**What the exercise asks**
Copy, from the data below, each line that has the word "rock".

**Input data**
════════

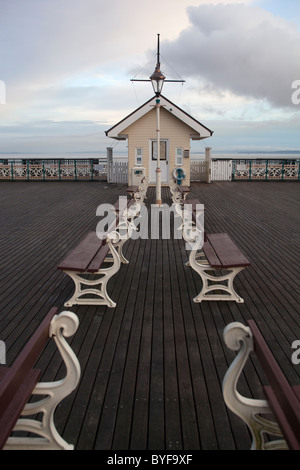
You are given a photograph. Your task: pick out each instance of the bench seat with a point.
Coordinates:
(20, 381)
(222, 253)
(98, 256)
(282, 399)
(87, 256)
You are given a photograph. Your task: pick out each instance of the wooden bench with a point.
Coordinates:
(184, 190)
(98, 257)
(138, 193)
(179, 193)
(282, 399)
(215, 257)
(219, 261)
(21, 380)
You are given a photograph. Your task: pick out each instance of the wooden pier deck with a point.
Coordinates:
(152, 367)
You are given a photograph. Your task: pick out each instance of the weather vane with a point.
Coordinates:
(157, 78)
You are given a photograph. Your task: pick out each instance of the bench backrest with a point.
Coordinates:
(18, 381)
(280, 394)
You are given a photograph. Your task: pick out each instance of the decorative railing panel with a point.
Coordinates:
(59, 170)
(266, 170)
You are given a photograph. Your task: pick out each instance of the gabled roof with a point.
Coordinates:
(201, 131)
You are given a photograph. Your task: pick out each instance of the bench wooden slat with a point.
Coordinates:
(291, 434)
(184, 189)
(95, 264)
(132, 189)
(83, 254)
(228, 254)
(282, 398)
(211, 255)
(14, 408)
(19, 380)
(192, 202)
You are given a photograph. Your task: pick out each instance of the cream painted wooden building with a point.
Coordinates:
(177, 129)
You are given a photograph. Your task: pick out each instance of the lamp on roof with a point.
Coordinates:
(157, 78)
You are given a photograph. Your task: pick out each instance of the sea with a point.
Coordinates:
(101, 156)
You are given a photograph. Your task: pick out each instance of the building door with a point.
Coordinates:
(164, 161)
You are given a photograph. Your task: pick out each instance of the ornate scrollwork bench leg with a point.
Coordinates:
(63, 325)
(239, 338)
(91, 288)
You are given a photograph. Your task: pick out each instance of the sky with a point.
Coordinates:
(66, 70)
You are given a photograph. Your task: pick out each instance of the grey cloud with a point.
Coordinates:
(239, 48)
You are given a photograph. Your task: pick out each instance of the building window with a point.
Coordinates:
(178, 156)
(138, 156)
(163, 150)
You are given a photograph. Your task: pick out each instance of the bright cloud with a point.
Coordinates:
(67, 67)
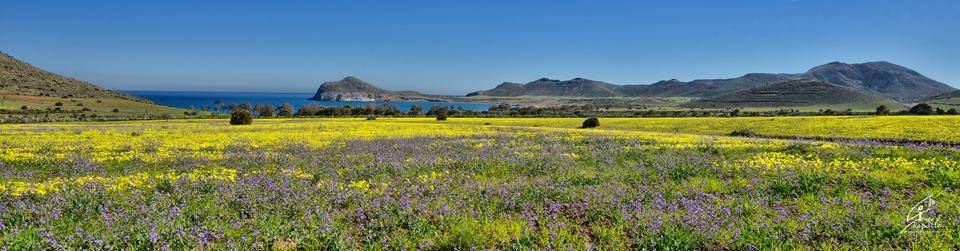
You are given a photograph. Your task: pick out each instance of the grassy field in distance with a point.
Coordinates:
(96, 106)
(917, 128)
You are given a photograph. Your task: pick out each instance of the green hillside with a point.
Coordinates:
(29, 92)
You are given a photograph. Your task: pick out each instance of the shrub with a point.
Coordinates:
(882, 110)
(286, 110)
(241, 117)
(921, 109)
(591, 123)
(743, 133)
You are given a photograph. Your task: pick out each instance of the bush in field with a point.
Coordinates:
(286, 110)
(241, 117)
(743, 133)
(921, 109)
(440, 111)
(591, 123)
(882, 110)
(264, 111)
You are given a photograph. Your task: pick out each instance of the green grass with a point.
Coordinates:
(918, 128)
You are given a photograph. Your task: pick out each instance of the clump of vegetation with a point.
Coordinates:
(743, 133)
(286, 110)
(440, 111)
(241, 117)
(591, 123)
(922, 109)
(882, 110)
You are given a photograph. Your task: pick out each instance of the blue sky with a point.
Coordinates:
(453, 47)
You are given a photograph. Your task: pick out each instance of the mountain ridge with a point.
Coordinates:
(351, 88)
(880, 77)
(21, 78)
(797, 93)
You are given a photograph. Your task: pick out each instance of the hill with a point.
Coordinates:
(944, 101)
(28, 91)
(354, 89)
(880, 78)
(577, 87)
(797, 93)
(20, 78)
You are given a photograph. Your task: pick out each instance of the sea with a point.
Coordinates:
(196, 100)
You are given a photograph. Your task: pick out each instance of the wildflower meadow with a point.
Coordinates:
(420, 184)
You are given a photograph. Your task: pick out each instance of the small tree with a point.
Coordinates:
(241, 117)
(743, 133)
(415, 110)
(286, 110)
(442, 114)
(265, 110)
(921, 109)
(440, 111)
(882, 110)
(591, 123)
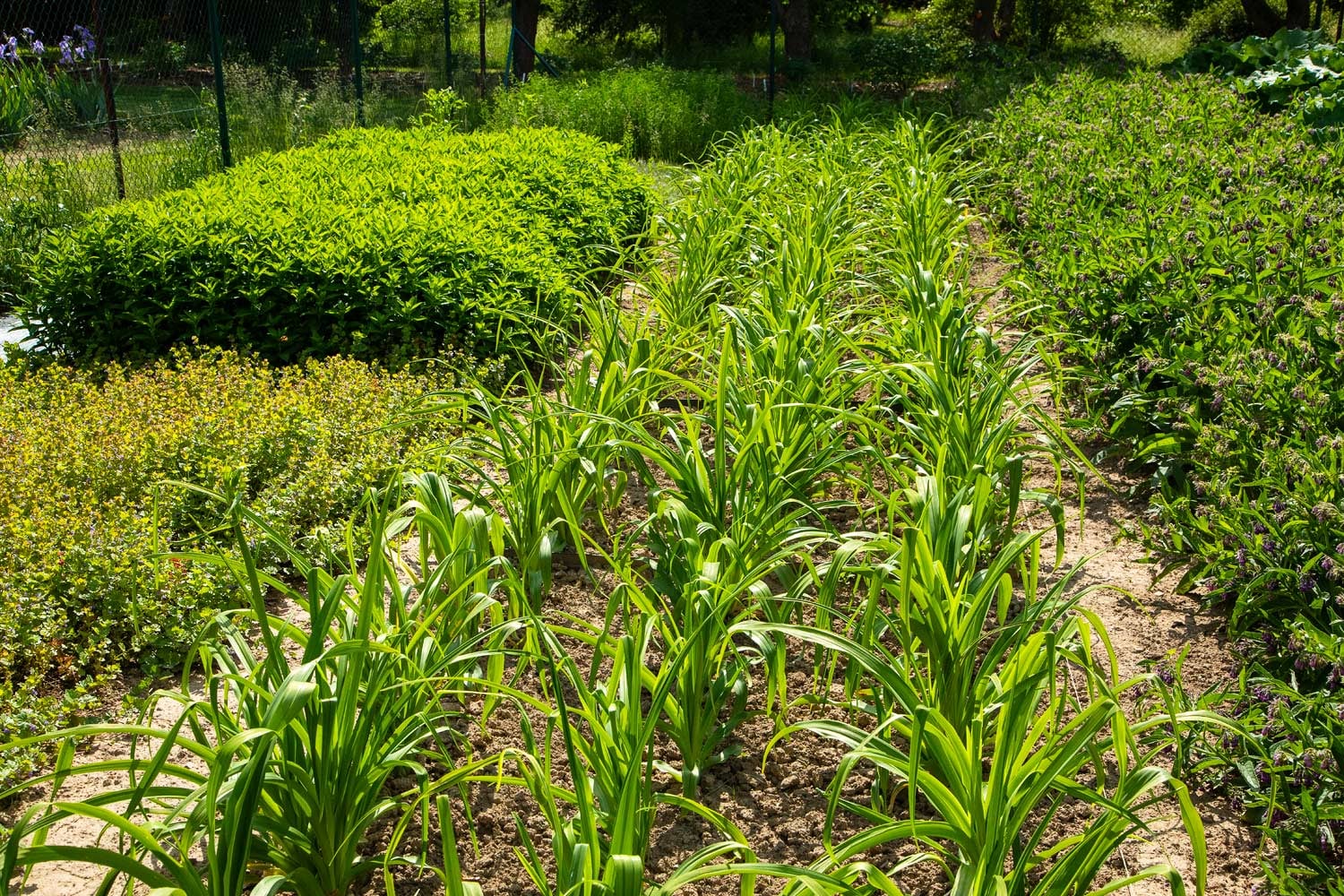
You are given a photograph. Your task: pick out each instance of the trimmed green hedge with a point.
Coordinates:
(373, 244)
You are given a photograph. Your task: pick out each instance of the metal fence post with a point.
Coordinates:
(358, 56)
(774, 27)
(217, 54)
(448, 42)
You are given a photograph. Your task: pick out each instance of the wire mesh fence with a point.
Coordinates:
(110, 99)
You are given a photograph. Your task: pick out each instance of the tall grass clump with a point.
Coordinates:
(287, 759)
(86, 517)
(650, 113)
(781, 484)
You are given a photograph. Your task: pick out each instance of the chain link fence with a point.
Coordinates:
(112, 99)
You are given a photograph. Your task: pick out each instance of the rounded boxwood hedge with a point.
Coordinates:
(373, 244)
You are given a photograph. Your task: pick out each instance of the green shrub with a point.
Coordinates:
(374, 244)
(652, 113)
(1039, 23)
(83, 514)
(1297, 70)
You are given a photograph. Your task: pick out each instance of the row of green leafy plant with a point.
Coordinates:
(1180, 254)
(1292, 70)
(375, 244)
(833, 452)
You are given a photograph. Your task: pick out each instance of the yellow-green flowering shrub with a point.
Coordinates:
(86, 508)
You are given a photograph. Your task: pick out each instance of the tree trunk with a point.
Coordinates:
(1003, 19)
(524, 58)
(983, 22)
(796, 23)
(1261, 18)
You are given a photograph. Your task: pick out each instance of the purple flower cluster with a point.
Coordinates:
(73, 48)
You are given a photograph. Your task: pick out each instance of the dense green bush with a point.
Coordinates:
(85, 512)
(374, 244)
(652, 113)
(1298, 70)
(1183, 253)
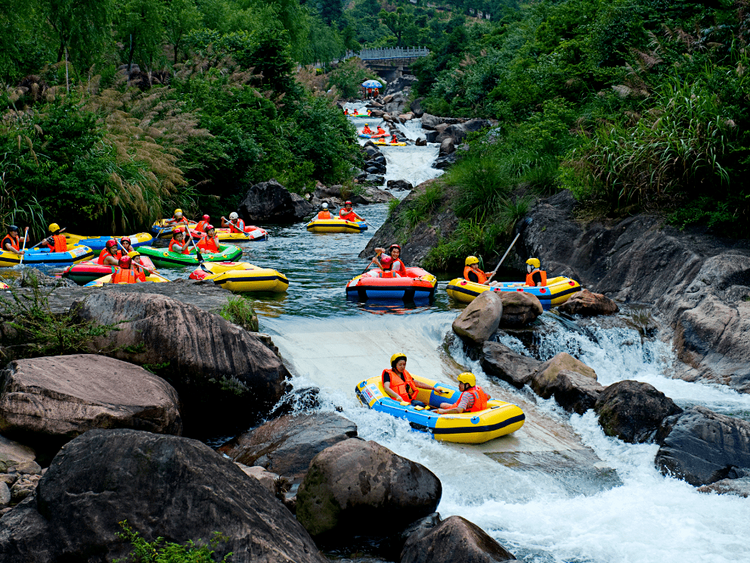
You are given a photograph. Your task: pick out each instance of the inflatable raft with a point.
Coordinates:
(152, 278)
(36, 256)
(241, 277)
(336, 225)
(557, 291)
(90, 270)
(416, 285)
(163, 258)
(498, 419)
(98, 243)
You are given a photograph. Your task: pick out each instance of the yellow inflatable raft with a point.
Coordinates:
(557, 291)
(242, 277)
(498, 419)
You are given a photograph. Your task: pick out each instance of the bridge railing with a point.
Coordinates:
(388, 53)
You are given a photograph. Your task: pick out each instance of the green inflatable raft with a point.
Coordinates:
(165, 259)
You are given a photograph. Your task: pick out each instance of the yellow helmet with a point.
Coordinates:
(396, 357)
(467, 378)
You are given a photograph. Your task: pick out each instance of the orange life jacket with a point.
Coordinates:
(480, 399)
(14, 242)
(185, 246)
(209, 245)
(124, 275)
(59, 244)
(480, 276)
(104, 253)
(240, 228)
(530, 278)
(405, 387)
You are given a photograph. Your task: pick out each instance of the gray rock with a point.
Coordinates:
(226, 377)
(588, 304)
(480, 319)
(287, 445)
(633, 411)
(703, 447)
(104, 477)
(270, 202)
(454, 540)
(362, 488)
(58, 398)
(499, 360)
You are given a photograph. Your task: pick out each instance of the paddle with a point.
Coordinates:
(526, 221)
(25, 238)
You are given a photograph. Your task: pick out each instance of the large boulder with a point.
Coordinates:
(287, 445)
(573, 391)
(357, 488)
(49, 401)
(226, 376)
(703, 447)
(633, 411)
(587, 303)
(480, 319)
(270, 202)
(519, 308)
(164, 486)
(499, 360)
(454, 540)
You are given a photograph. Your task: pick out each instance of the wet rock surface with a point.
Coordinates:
(357, 487)
(270, 202)
(633, 411)
(454, 540)
(104, 477)
(480, 319)
(50, 400)
(225, 375)
(287, 445)
(703, 447)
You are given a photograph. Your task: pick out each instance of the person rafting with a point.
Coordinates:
(348, 214)
(391, 264)
(56, 241)
(135, 263)
(110, 255)
(399, 384)
(12, 242)
(179, 244)
(535, 276)
(235, 224)
(201, 226)
(125, 273)
(324, 213)
(472, 399)
(472, 272)
(210, 243)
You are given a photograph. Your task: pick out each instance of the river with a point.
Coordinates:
(557, 490)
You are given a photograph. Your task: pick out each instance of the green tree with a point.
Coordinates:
(182, 16)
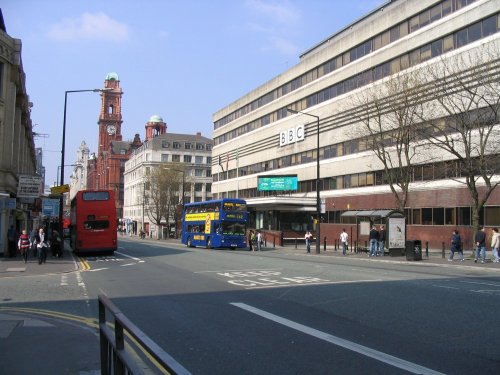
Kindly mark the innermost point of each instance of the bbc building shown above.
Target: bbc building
(406, 60)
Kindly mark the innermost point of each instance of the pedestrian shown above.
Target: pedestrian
(42, 245)
(259, 240)
(495, 244)
(24, 245)
(308, 238)
(11, 239)
(343, 240)
(374, 236)
(456, 246)
(250, 238)
(381, 240)
(480, 240)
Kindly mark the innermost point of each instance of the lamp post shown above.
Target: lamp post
(318, 199)
(59, 168)
(183, 189)
(63, 145)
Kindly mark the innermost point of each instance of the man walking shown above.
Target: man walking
(480, 240)
(374, 236)
(381, 240)
(308, 237)
(343, 240)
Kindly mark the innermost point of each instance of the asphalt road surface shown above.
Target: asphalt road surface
(285, 312)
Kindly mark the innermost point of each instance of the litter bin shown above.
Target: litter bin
(413, 250)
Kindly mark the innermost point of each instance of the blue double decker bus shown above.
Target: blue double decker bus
(215, 224)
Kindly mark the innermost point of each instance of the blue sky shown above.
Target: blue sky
(182, 60)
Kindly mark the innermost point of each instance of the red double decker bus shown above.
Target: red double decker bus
(93, 222)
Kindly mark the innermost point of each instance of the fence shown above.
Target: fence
(125, 349)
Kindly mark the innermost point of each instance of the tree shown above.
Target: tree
(390, 113)
(463, 119)
(162, 185)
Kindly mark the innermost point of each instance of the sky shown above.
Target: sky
(180, 59)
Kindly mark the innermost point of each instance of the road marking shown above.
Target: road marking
(349, 345)
(127, 256)
(244, 270)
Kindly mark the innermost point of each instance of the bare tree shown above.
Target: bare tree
(390, 113)
(162, 186)
(463, 120)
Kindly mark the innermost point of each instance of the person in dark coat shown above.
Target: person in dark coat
(374, 236)
(42, 245)
(456, 246)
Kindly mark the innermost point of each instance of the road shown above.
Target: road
(285, 312)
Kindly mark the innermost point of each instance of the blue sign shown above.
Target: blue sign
(277, 183)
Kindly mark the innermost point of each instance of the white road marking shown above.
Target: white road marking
(98, 269)
(349, 345)
(127, 256)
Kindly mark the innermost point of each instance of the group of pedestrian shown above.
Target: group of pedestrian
(255, 240)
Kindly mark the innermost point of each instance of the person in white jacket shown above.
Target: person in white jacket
(495, 244)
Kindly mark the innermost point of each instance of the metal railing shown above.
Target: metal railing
(125, 349)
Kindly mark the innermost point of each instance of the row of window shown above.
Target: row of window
(488, 216)
(187, 145)
(416, 22)
(456, 40)
(426, 172)
(174, 158)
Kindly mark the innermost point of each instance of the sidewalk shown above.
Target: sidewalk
(13, 267)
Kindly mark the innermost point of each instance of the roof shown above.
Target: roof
(373, 213)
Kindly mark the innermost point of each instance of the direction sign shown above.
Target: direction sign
(59, 189)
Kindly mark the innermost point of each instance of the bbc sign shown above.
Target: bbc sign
(292, 135)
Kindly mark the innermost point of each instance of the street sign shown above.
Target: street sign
(59, 189)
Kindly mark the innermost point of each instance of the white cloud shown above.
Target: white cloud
(95, 26)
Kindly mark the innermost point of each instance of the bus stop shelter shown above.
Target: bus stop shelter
(392, 220)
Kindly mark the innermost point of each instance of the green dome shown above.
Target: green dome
(112, 77)
(155, 118)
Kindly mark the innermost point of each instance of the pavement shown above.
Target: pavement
(30, 338)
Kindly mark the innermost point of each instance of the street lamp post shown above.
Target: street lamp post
(318, 199)
(63, 145)
(59, 168)
(183, 189)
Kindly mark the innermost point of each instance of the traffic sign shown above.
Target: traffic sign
(59, 189)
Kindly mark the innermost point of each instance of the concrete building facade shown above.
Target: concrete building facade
(180, 152)
(257, 135)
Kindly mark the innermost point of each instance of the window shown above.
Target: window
(492, 216)
(427, 216)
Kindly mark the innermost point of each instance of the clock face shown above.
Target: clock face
(111, 129)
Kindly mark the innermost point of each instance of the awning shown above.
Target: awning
(373, 213)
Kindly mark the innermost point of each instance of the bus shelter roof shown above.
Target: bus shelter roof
(373, 213)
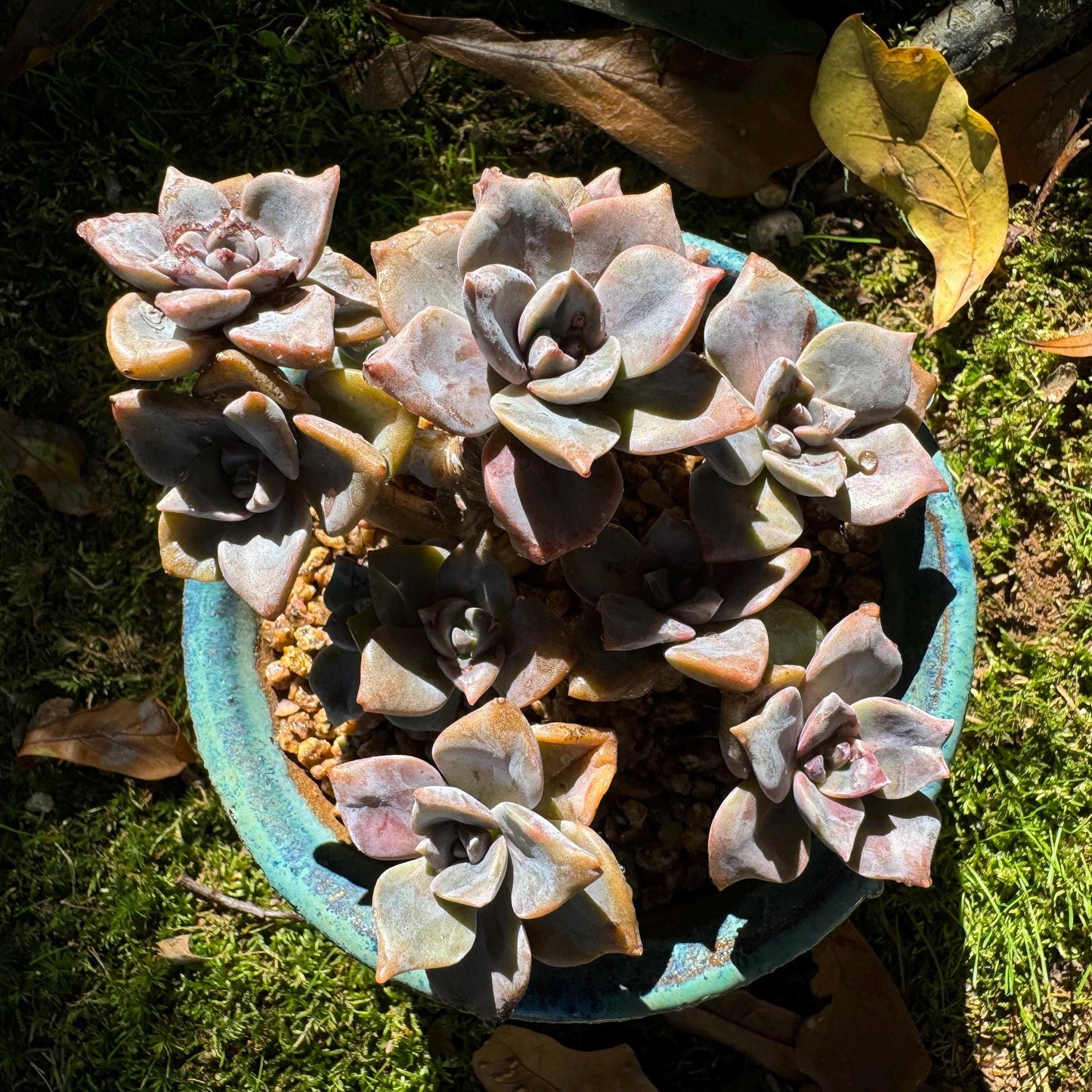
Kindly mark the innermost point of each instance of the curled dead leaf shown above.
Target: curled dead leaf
(901, 120)
(138, 738)
(718, 125)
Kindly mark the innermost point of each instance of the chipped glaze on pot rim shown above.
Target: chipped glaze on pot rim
(691, 952)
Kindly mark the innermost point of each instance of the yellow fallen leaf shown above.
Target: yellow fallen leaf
(138, 738)
(900, 120)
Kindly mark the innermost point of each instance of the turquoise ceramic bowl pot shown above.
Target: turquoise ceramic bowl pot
(691, 952)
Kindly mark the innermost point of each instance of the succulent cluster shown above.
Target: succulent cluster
(561, 324)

════════

**Result of this exercise**
You are given a photograph. Your task: pick out each instance of the gray rock with a point.
You are given a photograph. Your task: pick out each instance of the wet rock surface with a point.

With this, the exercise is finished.